EXERCISE: Reproduce the rows from the line with "Every instance gets one point. Tag the porch" through the end of the rows, substituting "support post" for every "deck post" and leaving everything else unchanged.

GIVEN ENTRIES:
▼

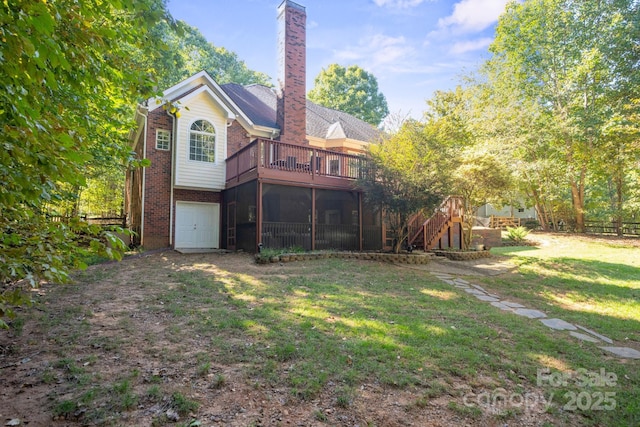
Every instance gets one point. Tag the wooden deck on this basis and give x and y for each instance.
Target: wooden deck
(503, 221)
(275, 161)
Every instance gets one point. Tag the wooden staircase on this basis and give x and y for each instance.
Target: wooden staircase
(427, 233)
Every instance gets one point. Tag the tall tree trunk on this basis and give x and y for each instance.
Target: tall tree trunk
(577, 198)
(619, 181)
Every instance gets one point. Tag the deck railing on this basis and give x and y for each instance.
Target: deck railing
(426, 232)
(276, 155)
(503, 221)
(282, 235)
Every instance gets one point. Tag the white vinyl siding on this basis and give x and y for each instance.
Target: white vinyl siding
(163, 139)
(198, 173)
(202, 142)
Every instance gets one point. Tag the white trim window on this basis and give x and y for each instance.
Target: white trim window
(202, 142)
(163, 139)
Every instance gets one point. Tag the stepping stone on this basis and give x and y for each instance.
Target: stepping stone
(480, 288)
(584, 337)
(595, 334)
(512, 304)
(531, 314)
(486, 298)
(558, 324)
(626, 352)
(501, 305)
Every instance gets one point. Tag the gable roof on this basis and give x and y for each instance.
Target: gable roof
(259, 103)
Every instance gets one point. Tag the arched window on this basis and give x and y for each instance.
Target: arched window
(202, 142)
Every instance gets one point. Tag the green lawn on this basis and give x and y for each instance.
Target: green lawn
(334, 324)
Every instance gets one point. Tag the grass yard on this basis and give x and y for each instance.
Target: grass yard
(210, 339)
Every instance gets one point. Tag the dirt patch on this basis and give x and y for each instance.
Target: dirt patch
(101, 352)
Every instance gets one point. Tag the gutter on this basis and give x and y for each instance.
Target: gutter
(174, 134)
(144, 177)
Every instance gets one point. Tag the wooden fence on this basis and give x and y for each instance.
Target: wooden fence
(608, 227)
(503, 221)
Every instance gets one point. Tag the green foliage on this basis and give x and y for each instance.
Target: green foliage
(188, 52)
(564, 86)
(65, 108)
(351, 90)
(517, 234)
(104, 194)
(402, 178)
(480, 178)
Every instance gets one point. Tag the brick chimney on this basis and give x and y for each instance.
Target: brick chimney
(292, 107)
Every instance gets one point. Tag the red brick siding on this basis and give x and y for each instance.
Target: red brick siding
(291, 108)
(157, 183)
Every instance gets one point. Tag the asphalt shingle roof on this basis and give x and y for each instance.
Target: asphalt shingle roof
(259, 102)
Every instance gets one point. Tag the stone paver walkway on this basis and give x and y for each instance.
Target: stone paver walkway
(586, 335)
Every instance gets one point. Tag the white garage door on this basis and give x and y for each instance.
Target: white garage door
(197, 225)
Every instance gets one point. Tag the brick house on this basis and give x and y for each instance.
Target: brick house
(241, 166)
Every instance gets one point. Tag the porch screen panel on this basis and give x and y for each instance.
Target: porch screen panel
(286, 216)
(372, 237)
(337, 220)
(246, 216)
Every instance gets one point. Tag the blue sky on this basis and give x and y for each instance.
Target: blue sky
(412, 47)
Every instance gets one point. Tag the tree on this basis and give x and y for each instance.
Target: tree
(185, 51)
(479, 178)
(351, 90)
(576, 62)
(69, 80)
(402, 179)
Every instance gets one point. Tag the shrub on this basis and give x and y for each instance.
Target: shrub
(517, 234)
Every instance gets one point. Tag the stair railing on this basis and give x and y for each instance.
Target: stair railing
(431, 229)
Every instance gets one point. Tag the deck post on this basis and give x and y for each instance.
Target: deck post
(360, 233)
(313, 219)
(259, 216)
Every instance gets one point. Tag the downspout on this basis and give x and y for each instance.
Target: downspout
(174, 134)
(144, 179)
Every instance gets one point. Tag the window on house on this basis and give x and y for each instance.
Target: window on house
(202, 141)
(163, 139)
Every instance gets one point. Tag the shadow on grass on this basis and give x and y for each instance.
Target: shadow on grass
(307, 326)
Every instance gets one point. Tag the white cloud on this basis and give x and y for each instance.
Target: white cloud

▲

OUTPUT BELOW:
Every instance gets one point. Tag the porch screen panel on this basis and give x and y for each instance.
Target: porch screen panel
(286, 216)
(372, 237)
(337, 220)
(246, 216)
Every instance gets one point. Tag the blue sky on this basis and give x and y for each instance.
Target: blue sky
(412, 47)
Every instance gets one point. Tag the tree on this basis and give x and y for each instance.
Target: tree
(185, 51)
(479, 178)
(351, 90)
(576, 62)
(69, 80)
(402, 179)
Every instance gets one point. Tag the shrub on this basis and give x and y for each instance.
Target: shrub
(517, 234)
Every instance gets one point. Tag the stair railing on this basis and give x and y for each instance.
Target: stair railing
(431, 229)
Every instance gets one point. Tag the support post on this basis and give x and y for each instance.
Target: support post
(360, 233)
(313, 219)
(259, 216)
Every instance gets one point. Tag the downspout on this basis and give x and y for each instance.
Target: downspout
(174, 134)
(144, 179)
Every instance gets one point. Tag the window on house on this basis and give x and y for each instance.
Target: window on house
(202, 141)
(163, 139)
Every instance gets one point. Tag the shadow on grass on this basis and give x and y for each instance.
Target: shadow on grass
(307, 326)
Every instance gets one point. Tag the white cloud on this basis and give x and y for each instance.
Target: white cloud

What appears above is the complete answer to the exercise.